• Extract to read
┄┄┄┄┄┄┄┄┄┄┄┄┄┄┄┄┄┄┄┄
The author of this posting and related persons or entities held a long position in securities mentioned as of the date written. Such position is subject to change at any time without notice. The Author is a trader in securities and makes no undertaking to inform the reader or any other person prior to or after effecting any transactions.
No person should make any investment decision on the basis of this material. Investors should seek expert legal, financial, tax, and other professional advice prior to making investments in securities. Past performance is not indicative of future results.
Summary and thesis:
At current levels we believe Enova (NYSE:ENVA) represents an extremely attractive investment – very strong downside protection and very large long-term upside.
We’d recommend earlier VIC posts and Company material for background, but here are key points:
- ENVA is a subprime and near-prime online lender to consumers and SMBs.
- Spun-off from Cash America in 2014.
┄┄┄┄┄┄┄┄┄┄┄┄┄┄┄┄┄┄┄┄
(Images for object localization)
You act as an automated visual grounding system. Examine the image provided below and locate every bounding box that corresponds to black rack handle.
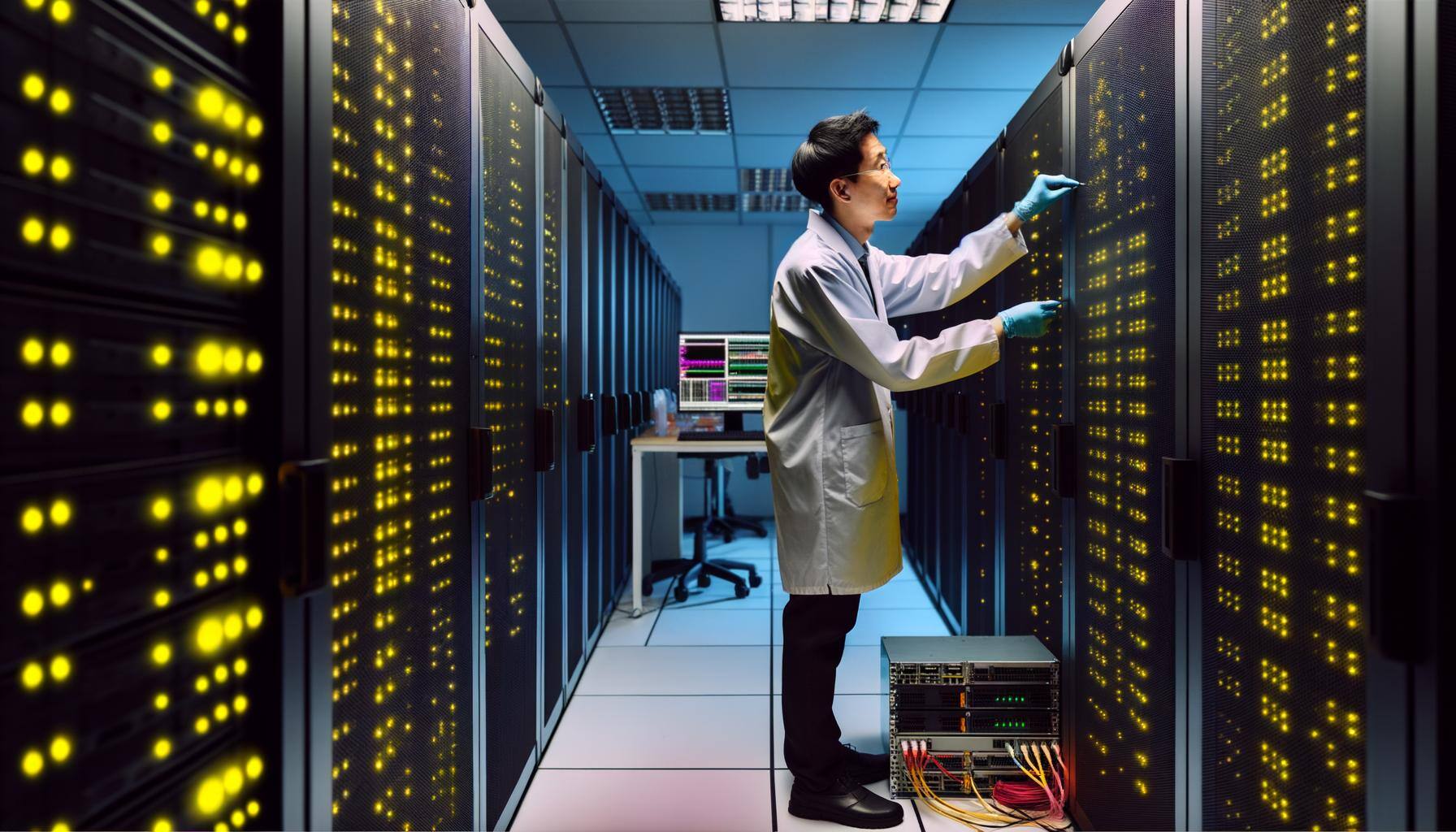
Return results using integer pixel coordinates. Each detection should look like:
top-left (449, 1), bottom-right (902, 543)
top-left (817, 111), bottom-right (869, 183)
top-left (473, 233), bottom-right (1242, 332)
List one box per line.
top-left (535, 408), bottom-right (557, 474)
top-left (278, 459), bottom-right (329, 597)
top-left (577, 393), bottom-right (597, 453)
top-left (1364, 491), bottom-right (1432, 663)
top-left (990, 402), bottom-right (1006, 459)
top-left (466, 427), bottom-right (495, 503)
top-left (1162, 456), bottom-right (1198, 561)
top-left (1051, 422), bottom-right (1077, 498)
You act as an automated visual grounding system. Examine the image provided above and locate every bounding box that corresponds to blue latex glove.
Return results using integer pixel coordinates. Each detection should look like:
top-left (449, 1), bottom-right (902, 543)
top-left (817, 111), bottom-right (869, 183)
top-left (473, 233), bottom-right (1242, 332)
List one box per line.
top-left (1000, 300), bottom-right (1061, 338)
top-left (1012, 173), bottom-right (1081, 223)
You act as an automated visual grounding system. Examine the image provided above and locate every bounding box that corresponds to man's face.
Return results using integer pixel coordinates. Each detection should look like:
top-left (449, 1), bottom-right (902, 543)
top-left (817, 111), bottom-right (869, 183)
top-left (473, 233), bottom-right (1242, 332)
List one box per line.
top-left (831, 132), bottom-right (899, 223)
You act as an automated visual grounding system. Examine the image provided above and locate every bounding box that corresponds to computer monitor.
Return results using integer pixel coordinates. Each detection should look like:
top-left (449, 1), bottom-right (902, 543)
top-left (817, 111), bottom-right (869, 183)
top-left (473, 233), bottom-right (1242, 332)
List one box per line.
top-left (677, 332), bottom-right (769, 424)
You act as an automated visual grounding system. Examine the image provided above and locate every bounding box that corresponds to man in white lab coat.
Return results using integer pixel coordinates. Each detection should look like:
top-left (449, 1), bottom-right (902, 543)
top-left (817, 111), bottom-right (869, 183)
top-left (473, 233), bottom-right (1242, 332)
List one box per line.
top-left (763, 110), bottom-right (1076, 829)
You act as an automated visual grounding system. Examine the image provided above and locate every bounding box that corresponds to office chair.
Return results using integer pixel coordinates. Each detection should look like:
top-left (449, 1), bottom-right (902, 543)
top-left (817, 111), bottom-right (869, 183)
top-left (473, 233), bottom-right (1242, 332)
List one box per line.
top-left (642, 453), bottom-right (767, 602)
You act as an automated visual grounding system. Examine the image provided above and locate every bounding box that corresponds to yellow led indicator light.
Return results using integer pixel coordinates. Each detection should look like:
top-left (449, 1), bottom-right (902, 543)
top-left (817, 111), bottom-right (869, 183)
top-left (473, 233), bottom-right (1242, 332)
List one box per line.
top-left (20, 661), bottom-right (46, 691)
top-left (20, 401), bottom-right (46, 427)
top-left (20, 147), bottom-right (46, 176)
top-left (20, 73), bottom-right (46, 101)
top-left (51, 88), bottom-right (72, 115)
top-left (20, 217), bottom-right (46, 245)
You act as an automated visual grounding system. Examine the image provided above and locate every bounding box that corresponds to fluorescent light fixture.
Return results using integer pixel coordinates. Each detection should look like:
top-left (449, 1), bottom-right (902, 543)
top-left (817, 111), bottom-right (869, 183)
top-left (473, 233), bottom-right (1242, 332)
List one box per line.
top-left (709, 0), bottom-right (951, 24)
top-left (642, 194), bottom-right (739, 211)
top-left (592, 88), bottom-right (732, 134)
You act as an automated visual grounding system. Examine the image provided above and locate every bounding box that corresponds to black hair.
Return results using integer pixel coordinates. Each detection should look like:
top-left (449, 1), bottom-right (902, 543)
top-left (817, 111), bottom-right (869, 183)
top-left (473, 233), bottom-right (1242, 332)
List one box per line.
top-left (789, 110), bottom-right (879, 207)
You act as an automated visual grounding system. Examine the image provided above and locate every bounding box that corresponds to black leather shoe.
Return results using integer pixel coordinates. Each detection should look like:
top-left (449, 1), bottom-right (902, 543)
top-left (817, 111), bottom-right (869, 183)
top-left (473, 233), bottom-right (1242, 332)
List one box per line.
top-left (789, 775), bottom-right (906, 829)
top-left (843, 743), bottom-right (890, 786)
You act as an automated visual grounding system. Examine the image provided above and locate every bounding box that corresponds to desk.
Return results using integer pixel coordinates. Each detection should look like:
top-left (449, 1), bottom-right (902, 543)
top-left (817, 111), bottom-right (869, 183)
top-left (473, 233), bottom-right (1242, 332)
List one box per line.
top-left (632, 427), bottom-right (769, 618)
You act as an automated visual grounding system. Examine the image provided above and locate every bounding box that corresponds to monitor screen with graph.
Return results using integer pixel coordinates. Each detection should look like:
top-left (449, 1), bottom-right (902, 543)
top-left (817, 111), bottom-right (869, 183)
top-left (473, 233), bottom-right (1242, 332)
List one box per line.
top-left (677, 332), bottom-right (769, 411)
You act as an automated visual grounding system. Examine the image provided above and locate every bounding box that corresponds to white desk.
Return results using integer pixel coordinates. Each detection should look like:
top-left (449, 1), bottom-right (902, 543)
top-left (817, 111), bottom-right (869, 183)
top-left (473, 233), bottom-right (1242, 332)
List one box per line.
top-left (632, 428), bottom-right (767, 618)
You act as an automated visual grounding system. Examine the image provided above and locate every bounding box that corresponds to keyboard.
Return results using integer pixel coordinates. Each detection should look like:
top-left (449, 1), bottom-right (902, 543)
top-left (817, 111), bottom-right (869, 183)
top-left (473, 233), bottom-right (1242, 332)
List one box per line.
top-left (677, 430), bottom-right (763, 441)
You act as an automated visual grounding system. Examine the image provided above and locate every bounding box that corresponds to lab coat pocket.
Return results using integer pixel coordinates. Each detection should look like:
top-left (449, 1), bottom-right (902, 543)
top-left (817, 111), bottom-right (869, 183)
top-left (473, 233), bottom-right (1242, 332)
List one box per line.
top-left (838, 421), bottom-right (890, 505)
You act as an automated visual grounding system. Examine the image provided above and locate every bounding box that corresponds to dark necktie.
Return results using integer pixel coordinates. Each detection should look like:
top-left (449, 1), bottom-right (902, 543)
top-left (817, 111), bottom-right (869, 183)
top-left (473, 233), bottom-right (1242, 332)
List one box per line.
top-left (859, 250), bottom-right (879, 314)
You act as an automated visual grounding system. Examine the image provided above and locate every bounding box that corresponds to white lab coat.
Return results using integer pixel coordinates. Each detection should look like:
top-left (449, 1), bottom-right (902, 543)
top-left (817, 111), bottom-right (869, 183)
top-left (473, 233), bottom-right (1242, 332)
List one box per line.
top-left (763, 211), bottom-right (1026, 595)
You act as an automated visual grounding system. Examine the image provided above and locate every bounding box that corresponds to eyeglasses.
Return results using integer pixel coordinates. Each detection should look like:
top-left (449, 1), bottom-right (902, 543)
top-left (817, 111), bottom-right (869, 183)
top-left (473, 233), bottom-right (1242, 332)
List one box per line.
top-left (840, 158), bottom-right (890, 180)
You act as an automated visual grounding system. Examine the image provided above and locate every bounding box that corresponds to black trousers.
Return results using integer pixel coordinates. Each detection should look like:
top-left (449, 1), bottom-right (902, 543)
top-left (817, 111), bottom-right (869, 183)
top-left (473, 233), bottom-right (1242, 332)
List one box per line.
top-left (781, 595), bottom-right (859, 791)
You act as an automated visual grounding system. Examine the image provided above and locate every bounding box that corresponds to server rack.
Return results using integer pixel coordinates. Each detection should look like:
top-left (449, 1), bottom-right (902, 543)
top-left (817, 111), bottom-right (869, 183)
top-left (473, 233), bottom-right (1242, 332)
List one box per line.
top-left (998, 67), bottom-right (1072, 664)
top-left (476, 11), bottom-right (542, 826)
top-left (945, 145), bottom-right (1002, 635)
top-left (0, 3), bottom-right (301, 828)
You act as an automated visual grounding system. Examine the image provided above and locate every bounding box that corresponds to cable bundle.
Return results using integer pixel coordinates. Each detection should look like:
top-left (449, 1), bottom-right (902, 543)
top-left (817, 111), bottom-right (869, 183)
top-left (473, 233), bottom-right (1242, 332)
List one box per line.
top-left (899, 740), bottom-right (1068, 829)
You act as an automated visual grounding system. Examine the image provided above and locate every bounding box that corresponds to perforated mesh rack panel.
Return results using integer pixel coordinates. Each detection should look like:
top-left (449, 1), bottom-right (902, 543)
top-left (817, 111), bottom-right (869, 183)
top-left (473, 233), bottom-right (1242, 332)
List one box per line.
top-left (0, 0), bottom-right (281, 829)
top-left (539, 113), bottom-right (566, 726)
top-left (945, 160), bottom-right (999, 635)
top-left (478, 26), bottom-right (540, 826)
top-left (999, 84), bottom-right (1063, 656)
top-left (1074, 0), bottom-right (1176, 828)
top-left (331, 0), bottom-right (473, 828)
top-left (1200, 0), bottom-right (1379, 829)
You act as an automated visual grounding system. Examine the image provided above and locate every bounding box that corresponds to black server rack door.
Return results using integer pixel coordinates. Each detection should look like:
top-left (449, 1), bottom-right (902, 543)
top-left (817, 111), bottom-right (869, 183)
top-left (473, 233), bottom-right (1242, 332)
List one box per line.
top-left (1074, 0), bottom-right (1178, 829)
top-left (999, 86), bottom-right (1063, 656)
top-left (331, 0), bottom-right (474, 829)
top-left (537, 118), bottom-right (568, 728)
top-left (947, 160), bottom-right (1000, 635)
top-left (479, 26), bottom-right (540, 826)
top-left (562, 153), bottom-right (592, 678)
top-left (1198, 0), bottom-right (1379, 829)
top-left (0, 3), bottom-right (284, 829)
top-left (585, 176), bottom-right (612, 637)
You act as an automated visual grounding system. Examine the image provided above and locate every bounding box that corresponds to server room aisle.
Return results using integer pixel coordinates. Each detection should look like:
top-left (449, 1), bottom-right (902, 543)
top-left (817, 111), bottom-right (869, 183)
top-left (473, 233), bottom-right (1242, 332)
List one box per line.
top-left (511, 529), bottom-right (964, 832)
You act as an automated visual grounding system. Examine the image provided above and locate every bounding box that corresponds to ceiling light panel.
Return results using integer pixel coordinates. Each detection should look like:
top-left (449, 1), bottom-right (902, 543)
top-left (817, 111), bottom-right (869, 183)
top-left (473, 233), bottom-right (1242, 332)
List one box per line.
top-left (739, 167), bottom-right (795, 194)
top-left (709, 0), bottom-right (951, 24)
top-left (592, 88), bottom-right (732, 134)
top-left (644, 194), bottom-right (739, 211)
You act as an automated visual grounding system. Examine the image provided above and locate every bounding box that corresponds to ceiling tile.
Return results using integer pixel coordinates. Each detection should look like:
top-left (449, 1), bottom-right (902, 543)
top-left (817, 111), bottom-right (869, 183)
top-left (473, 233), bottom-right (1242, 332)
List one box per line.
┄┄┄┄┄┄┄┄┄┄┄┄┄┄┄┄┄┄┄┄
• Tasks to carry out
A) List the specific kinds of expert advice that the text on Enova tells investors to seek before investing in securities.
B) According to the text on Enova, in what year was the company spun off from Cash America?

• Results by task
A) Legal, financial, and tax advice.

B) 2014